— start —

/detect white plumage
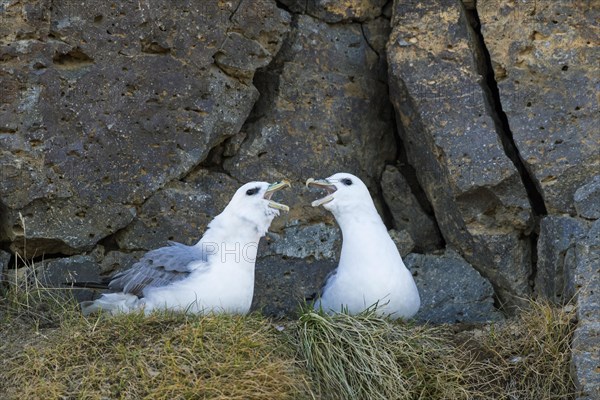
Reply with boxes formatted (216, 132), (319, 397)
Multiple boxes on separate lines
(82, 181), (289, 314)
(306, 173), (421, 318)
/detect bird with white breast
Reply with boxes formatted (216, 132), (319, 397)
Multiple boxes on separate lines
(306, 173), (421, 319)
(81, 181), (290, 314)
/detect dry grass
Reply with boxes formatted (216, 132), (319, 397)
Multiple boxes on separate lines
(0, 272), (574, 400)
(0, 270), (312, 400)
(476, 301), (576, 400)
(299, 310), (478, 400)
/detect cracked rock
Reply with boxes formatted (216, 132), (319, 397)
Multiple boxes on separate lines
(387, 0), (533, 306)
(0, 0), (290, 256)
(477, 0), (600, 215)
(404, 250), (504, 324)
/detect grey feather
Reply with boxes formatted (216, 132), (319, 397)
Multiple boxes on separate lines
(108, 242), (209, 297)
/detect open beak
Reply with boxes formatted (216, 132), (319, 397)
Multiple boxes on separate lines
(306, 178), (337, 207)
(264, 179), (292, 211)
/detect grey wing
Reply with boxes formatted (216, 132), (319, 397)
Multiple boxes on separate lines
(108, 242), (208, 297)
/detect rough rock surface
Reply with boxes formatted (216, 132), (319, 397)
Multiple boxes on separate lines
(0, 0), (289, 254)
(573, 175), (600, 219)
(381, 165), (443, 252)
(572, 220), (600, 399)
(388, 229), (415, 257)
(404, 250), (503, 323)
(281, 0), (388, 23)
(222, 9), (396, 313)
(0, 250), (11, 281)
(0, 6), (600, 392)
(387, 0), (533, 305)
(35, 255), (100, 301)
(477, 0), (600, 214)
(252, 255), (337, 317)
(224, 15), (395, 191)
(115, 170), (239, 250)
(535, 216), (590, 304)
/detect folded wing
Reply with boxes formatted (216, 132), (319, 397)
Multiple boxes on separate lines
(108, 242), (208, 297)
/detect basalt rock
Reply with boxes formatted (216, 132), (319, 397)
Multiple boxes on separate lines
(387, 0), (533, 306)
(477, 0), (600, 215)
(572, 220), (600, 399)
(404, 250), (504, 323)
(0, 0), (290, 255)
(381, 165), (442, 252)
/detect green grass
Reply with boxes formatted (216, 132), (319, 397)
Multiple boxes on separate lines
(0, 270), (575, 400)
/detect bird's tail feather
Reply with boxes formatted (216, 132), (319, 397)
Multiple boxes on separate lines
(81, 293), (140, 315)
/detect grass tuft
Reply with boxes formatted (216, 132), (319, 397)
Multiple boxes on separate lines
(298, 309), (476, 400)
(0, 276), (575, 400)
(479, 300), (576, 400)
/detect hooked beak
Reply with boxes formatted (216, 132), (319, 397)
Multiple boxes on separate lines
(306, 178), (337, 207)
(263, 179), (292, 211)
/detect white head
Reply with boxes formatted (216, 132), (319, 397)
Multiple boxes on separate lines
(306, 172), (375, 216)
(222, 180), (290, 236)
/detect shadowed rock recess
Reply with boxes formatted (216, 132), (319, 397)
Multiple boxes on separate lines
(0, 0), (600, 399)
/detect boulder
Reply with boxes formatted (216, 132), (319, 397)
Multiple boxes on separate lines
(404, 250), (504, 324)
(252, 256), (337, 318)
(0, 0), (290, 256)
(0, 250), (12, 282)
(535, 215), (589, 304)
(477, 0), (600, 215)
(387, 0), (533, 306)
(571, 220), (600, 399)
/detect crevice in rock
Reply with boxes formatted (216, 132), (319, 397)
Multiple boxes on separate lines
(275, 0), (296, 15)
(96, 228), (122, 253)
(465, 7), (547, 216)
(465, 3), (548, 290)
(229, 0), (244, 22)
(360, 23), (381, 58)
(392, 113), (439, 222)
(52, 47), (94, 69)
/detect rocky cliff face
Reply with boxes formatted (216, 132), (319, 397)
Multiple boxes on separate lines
(0, 0), (600, 396)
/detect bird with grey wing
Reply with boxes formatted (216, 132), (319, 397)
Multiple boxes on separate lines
(81, 180), (290, 315)
(306, 173), (421, 318)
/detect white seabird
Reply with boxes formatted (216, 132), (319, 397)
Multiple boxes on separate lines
(306, 173), (421, 318)
(81, 181), (290, 315)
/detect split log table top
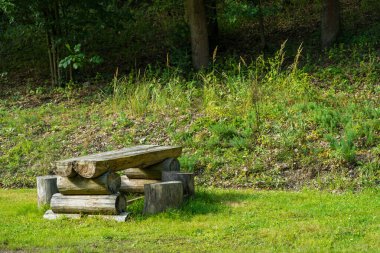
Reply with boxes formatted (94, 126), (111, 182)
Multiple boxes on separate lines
(54, 145), (182, 178)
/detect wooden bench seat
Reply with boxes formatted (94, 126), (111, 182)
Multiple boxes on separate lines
(54, 145), (182, 178)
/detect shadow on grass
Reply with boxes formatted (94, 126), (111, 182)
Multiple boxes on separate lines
(128, 189), (257, 220)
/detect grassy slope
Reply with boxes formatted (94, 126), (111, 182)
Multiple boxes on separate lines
(0, 189), (380, 252)
(0, 36), (380, 190)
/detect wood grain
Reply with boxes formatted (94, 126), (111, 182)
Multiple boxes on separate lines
(55, 145), (182, 178)
(50, 193), (126, 214)
(120, 176), (161, 193)
(57, 172), (121, 195)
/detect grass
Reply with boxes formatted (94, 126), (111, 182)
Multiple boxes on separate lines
(0, 40), (380, 190)
(0, 188), (380, 252)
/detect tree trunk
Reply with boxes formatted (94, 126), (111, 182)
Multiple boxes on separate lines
(259, 0), (266, 50)
(185, 0), (209, 70)
(321, 0), (340, 48)
(50, 193), (126, 214)
(37, 176), (58, 208)
(120, 176), (161, 193)
(206, 0), (219, 54)
(57, 172), (121, 195)
(143, 181), (183, 214)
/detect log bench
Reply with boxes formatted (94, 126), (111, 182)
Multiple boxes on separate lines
(38, 145), (194, 220)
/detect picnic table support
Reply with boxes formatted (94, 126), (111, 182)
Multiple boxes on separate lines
(143, 181), (183, 214)
(37, 175), (58, 208)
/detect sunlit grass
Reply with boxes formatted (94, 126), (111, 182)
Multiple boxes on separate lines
(0, 189), (380, 252)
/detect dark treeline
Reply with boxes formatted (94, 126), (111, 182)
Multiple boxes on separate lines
(0, 0), (380, 86)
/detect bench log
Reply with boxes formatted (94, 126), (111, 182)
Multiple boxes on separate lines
(54, 145), (182, 178)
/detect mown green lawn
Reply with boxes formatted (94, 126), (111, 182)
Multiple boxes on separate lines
(0, 189), (380, 252)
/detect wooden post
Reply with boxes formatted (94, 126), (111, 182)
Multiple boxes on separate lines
(143, 181), (183, 214)
(50, 193), (126, 214)
(321, 0), (340, 48)
(57, 172), (121, 195)
(120, 176), (161, 193)
(185, 0), (209, 70)
(37, 175), (58, 208)
(43, 210), (129, 222)
(162, 171), (195, 197)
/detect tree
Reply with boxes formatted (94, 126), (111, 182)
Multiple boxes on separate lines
(321, 0), (340, 48)
(185, 0), (209, 70)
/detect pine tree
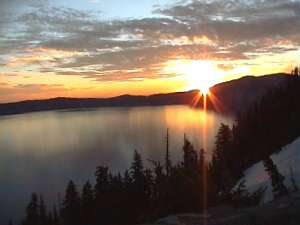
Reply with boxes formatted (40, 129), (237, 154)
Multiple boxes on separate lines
(46, 211), (54, 225)
(81, 182), (95, 224)
(39, 195), (47, 225)
(53, 205), (60, 225)
(210, 124), (234, 200)
(62, 180), (81, 225)
(24, 193), (39, 225)
(130, 150), (147, 220)
(182, 135), (198, 170)
(95, 166), (110, 225)
(165, 129), (171, 177)
(263, 157), (288, 198)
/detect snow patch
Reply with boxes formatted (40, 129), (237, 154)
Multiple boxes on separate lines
(238, 138), (300, 203)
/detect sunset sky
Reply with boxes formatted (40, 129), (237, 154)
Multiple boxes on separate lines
(0, 0), (300, 102)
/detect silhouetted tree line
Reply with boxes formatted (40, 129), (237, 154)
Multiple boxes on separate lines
(22, 136), (216, 225)
(22, 124), (264, 225)
(18, 68), (300, 225)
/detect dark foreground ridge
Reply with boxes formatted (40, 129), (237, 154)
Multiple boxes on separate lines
(151, 192), (300, 225)
(0, 74), (289, 115)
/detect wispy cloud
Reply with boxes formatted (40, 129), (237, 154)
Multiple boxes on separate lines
(0, 0), (300, 81)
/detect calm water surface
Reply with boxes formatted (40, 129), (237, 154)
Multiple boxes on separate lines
(0, 106), (233, 224)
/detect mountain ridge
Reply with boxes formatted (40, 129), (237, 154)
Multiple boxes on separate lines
(0, 73), (289, 115)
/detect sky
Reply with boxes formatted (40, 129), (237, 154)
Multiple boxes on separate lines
(0, 0), (300, 103)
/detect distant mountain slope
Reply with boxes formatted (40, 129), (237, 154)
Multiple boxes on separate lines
(211, 74), (290, 114)
(0, 74), (288, 115)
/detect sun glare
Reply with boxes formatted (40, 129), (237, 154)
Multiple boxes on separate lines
(165, 60), (221, 95)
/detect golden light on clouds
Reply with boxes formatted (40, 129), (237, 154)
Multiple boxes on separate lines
(163, 59), (225, 94)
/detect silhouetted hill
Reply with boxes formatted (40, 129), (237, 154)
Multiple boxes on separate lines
(0, 74), (288, 115)
(211, 73), (291, 114)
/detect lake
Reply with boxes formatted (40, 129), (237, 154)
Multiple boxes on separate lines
(0, 106), (233, 224)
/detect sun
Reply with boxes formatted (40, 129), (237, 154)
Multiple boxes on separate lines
(166, 60), (220, 95)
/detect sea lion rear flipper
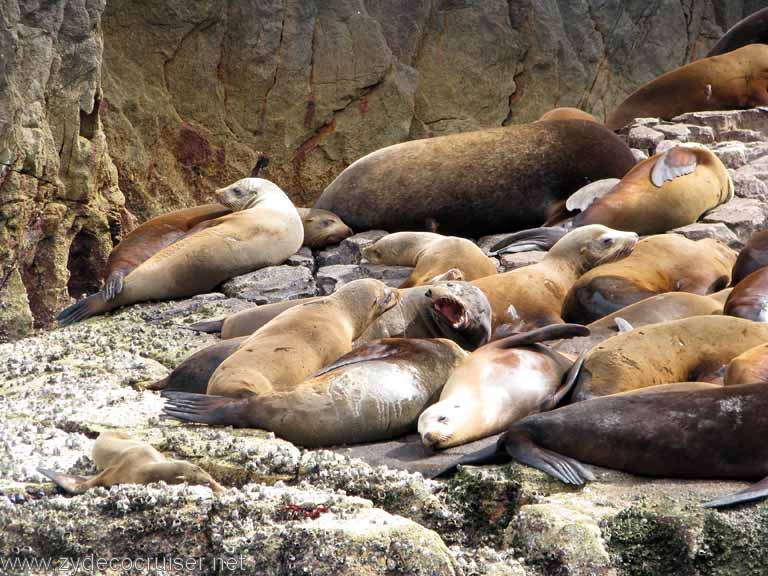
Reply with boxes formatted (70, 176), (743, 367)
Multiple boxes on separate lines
(701, 478), (768, 508)
(651, 146), (698, 188)
(488, 226), (568, 256)
(493, 324), (590, 348)
(37, 468), (90, 494)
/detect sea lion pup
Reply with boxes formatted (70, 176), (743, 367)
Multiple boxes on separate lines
(472, 224), (637, 330)
(553, 292), (723, 354)
(723, 268), (768, 322)
(566, 144), (733, 236)
(163, 338), (466, 447)
(362, 232), (496, 288)
(419, 324), (589, 449)
(572, 315), (768, 401)
(731, 230), (768, 286)
(57, 178), (304, 326)
(207, 279), (399, 398)
(605, 44), (768, 130)
(436, 383), (768, 507)
(37, 432), (222, 494)
(707, 8), (768, 58)
(562, 234), (736, 324)
(536, 106), (600, 124)
(315, 120), (635, 237)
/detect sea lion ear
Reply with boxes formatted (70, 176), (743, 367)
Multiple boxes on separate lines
(651, 146), (698, 188)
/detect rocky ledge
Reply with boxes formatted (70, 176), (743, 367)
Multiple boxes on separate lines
(0, 110), (768, 576)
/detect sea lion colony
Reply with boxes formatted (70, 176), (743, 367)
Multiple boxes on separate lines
(44, 10), (768, 506)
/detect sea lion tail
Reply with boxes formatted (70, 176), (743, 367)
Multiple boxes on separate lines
(160, 390), (250, 428)
(701, 478), (768, 508)
(37, 468), (88, 494)
(56, 292), (112, 326)
(182, 318), (224, 334)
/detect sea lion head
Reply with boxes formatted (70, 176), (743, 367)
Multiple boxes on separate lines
(300, 208), (354, 249)
(215, 178), (295, 212)
(549, 224), (639, 272)
(425, 282), (492, 350)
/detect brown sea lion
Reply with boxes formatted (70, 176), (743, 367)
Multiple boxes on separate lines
(723, 268), (768, 322)
(440, 383), (768, 507)
(731, 230), (768, 286)
(537, 106), (600, 124)
(315, 120), (635, 237)
(566, 144), (733, 235)
(472, 224), (637, 331)
(419, 324), (589, 449)
(163, 338), (466, 447)
(562, 234), (736, 324)
(207, 279), (399, 398)
(57, 178), (304, 326)
(37, 432), (222, 494)
(606, 44), (768, 130)
(573, 315), (768, 401)
(707, 8), (768, 58)
(362, 232), (496, 288)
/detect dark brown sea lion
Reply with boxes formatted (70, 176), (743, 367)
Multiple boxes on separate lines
(315, 120), (635, 237)
(440, 383), (768, 507)
(38, 432), (222, 494)
(606, 44), (768, 130)
(562, 234), (736, 324)
(163, 338), (466, 447)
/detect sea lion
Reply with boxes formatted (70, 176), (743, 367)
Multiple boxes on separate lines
(37, 432), (222, 494)
(537, 106), (600, 124)
(315, 120), (635, 237)
(605, 44), (768, 130)
(57, 178), (304, 326)
(472, 224), (637, 330)
(707, 8), (768, 58)
(440, 383), (768, 507)
(723, 268), (768, 322)
(419, 324), (589, 449)
(163, 338), (466, 448)
(572, 315), (768, 401)
(362, 232), (496, 288)
(562, 234), (736, 324)
(731, 230), (768, 286)
(566, 144), (733, 236)
(207, 279), (399, 398)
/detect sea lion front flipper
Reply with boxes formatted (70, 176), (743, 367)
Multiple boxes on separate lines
(37, 468), (90, 494)
(651, 146), (698, 188)
(701, 478), (768, 508)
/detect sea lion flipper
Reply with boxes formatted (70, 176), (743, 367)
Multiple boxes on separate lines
(651, 146), (698, 188)
(701, 478), (768, 508)
(494, 324), (590, 348)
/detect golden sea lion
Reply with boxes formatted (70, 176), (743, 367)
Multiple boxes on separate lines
(605, 44), (768, 130)
(37, 432), (222, 494)
(315, 120), (635, 237)
(362, 232), (496, 288)
(57, 178), (304, 326)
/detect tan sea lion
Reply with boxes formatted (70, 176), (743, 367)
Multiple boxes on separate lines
(472, 224), (637, 331)
(163, 338), (466, 447)
(315, 120), (635, 237)
(57, 178), (304, 326)
(562, 234), (736, 324)
(537, 106), (600, 124)
(207, 279), (399, 398)
(605, 44), (768, 130)
(362, 232), (496, 288)
(573, 315), (768, 401)
(37, 432), (222, 494)
(419, 324), (589, 449)
(440, 383), (768, 507)
(569, 144), (733, 236)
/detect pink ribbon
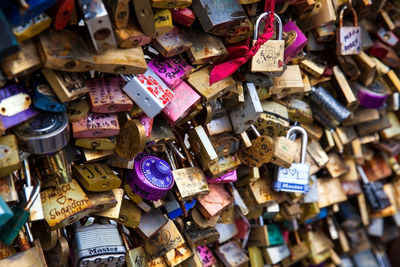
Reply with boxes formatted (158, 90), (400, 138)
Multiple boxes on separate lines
(209, 0), (275, 85)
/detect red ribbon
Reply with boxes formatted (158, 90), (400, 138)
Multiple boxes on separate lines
(209, 0), (275, 85)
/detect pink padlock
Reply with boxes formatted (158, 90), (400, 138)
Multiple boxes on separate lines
(206, 170), (237, 184)
(196, 246), (217, 267)
(162, 82), (200, 125)
(148, 55), (192, 89)
(283, 21), (308, 64)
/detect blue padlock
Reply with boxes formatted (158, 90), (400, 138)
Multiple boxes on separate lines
(0, 0), (56, 26)
(32, 78), (67, 112)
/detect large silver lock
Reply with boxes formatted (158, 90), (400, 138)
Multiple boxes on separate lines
(251, 12), (285, 73)
(229, 83), (263, 134)
(273, 126), (310, 193)
(73, 222), (126, 267)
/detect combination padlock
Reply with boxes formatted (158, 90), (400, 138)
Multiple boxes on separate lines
(273, 126), (310, 193)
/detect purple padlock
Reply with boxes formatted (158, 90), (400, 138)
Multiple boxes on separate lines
(0, 84), (39, 129)
(148, 56), (192, 89)
(206, 170), (237, 184)
(128, 154), (174, 201)
(283, 20), (308, 64)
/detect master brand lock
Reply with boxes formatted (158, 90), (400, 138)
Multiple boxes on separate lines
(127, 154), (174, 201)
(336, 5), (361, 55)
(273, 126), (310, 193)
(251, 12), (285, 73)
(72, 222), (126, 267)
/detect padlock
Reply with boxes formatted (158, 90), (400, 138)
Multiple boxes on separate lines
(114, 21), (151, 48)
(198, 184), (233, 218)
(132, 0), (155, 36)
(0, 84), (38, 130)
(336, 5), (361, 55)
(165, 144), (210, 201)
(184, 29), (228, 64)
(1, 40), (42, 78)
(32, 76), (67, 112)
(47, 0), (75, 31)
(171, 7), (196, 28)
(251, 12), (285, 74)
(192, 0), (246, 36)
(38, 29), (93, 72)
(162, 81), (200, 125)
(152, 27), (192, 57)
(144, 220), (185, 260)
(0, 11), (20, 59)
(153, 9), (174, 37)
(229, 83), (263, 134)
(72, 113), (120, 138)
(71, 222), (126, 267)
(87, 78), (133, 113)
(215, 241), (249, 267)
(14, 112), (70, 155)
(118, 226), (148, 267)
(12, 13), (51, 43)
(273, 126), (310, 193)
(127, 155), (174, 201)
(78, 0), (117, 53)
(42, 68), (89, 102)
(73, 163), (121, 192)
(148, 55), (192, 89)
(0, 184), (40, 245)
(123, 68), (175, 118)
(40, 179), (93, 229)
(237, 125), (275, 167)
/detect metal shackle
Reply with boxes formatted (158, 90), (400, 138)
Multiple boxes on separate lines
(286, 126), (308, 163)
(253, 11), (283, 40)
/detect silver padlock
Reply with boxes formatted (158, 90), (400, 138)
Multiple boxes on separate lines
(251, 12), (285, 74)
(121, 68), (175, 118)
(72, 222), (126, 267)
(229, 83), (263, 134)
(273, 126), (310, 193)
(79, 0), (117, 53)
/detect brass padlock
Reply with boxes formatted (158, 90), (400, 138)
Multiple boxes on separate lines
(74, 163), (121, 192)
(251, 12), (285, 73)
(336, 5), (361, 55)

— end —

* **Given problem**
Copy out everything in the data above, from the line containing "shadow on grass" down to the line containing "(0, 36), (380, 190)", including both of those lines, with every character unchanged.

* **Response**
/detect shadow on grass
Reply with boxes formatted (94, 126), (111, 182)
Multiple boxes on separate lines
(128, 189), (257, 220)
/detect grassy slope
Reply with boxes formatted (94, 126), (111, 182)
Multiple boxes on separate lines
(0, 189), (380, 252)
(0, 36), (380, 190)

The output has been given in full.